--- The request ---
Reproduce word for word the lines below, from the line containing "the arched niche" through the line containing "[[330, 208]]", both included.

--- Entries provided ---

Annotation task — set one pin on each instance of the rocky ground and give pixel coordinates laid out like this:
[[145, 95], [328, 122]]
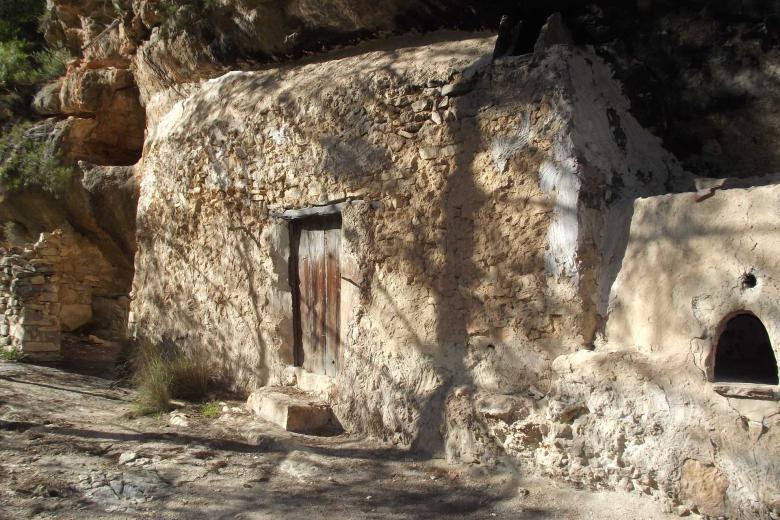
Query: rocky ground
[[69, 450]]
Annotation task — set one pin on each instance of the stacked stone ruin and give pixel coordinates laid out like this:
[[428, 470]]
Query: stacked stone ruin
[[29, 301]]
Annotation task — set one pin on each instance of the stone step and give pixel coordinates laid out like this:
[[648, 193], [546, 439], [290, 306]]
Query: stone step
[[294, 410]]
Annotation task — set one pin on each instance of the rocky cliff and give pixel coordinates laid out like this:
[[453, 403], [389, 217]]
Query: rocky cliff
[[505, 176]]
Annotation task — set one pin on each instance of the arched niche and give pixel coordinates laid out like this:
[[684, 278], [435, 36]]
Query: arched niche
[[744, 352]]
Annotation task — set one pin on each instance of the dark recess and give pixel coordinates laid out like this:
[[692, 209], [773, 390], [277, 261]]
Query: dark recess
[[744, 353]]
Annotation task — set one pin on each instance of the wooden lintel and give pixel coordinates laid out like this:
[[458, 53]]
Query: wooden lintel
[[330, 208]]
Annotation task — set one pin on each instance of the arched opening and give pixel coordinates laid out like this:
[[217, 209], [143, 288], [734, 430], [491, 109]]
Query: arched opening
[[744, 353]]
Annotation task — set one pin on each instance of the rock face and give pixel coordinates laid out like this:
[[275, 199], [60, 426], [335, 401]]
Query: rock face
[[61, 284]]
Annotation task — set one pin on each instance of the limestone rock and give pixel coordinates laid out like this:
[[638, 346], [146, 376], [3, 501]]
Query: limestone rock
[[705, 486], [553, 32]]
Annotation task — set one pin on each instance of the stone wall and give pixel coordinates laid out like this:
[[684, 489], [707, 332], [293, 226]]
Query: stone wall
[[61, 283], [489, 208], [29, 322]]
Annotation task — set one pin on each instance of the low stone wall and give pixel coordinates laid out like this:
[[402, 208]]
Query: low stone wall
[[60, 284], [29, 302]]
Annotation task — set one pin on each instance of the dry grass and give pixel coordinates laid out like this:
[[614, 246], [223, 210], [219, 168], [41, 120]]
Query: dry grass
[[161, 373]]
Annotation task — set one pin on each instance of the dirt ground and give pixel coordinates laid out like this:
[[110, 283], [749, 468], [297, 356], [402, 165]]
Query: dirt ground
[[69, 451]]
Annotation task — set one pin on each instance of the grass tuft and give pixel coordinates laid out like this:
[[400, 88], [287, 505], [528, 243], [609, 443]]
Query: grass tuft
[[162, 373], [210, 410]]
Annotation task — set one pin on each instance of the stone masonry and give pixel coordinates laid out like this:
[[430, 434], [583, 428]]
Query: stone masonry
[[50, 288]]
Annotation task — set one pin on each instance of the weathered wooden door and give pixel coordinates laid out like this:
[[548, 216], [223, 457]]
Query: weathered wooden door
[[316, 275]]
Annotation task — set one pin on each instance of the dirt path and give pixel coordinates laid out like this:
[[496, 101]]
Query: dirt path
[[68, 451]]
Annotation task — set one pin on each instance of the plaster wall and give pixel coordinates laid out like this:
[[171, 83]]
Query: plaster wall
[[490, 209]]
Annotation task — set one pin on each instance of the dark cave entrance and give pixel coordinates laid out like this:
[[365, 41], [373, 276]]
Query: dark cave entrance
[[744, 353]]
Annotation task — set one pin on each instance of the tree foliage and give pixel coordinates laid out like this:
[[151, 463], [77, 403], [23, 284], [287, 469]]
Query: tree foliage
[[26, 159]]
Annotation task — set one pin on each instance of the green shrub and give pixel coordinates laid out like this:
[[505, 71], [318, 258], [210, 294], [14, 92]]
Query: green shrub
[[210, 410], [28, 160], [162, 373], [184, 13], [11, 354], [16, 66]]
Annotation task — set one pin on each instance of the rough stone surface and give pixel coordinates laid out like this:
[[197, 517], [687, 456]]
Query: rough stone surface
[[293, 410], [51, 288]]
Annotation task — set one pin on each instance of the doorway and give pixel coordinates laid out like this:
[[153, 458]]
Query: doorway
[[315, 275]]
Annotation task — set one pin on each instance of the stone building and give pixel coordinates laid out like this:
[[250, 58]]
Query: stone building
[[486, 259], [482, 259]]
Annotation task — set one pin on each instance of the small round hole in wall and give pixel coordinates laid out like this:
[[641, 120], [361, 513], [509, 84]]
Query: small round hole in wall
[[749, 280]]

--- Result for this exercise ---
Annotation task — set one pin on each instance of the arched niche and give pixel coordinates laid out like this:
[[684, 278], [435, 36]]
Query: arched niche
[[744, 352]]
Annotation task — set one pin on each instance of the dark recess and give pixel coordinates laid out like this:
[[692, 209], [773, 390], [277, 261]]
Query: dark recess
[[744, 353]]
Annotation task — set one pin on each instance of the wooden lintel and give pixel coordinates laid out like this:
[[458, 53]]
Query: wooden lintel
[[330, 208]]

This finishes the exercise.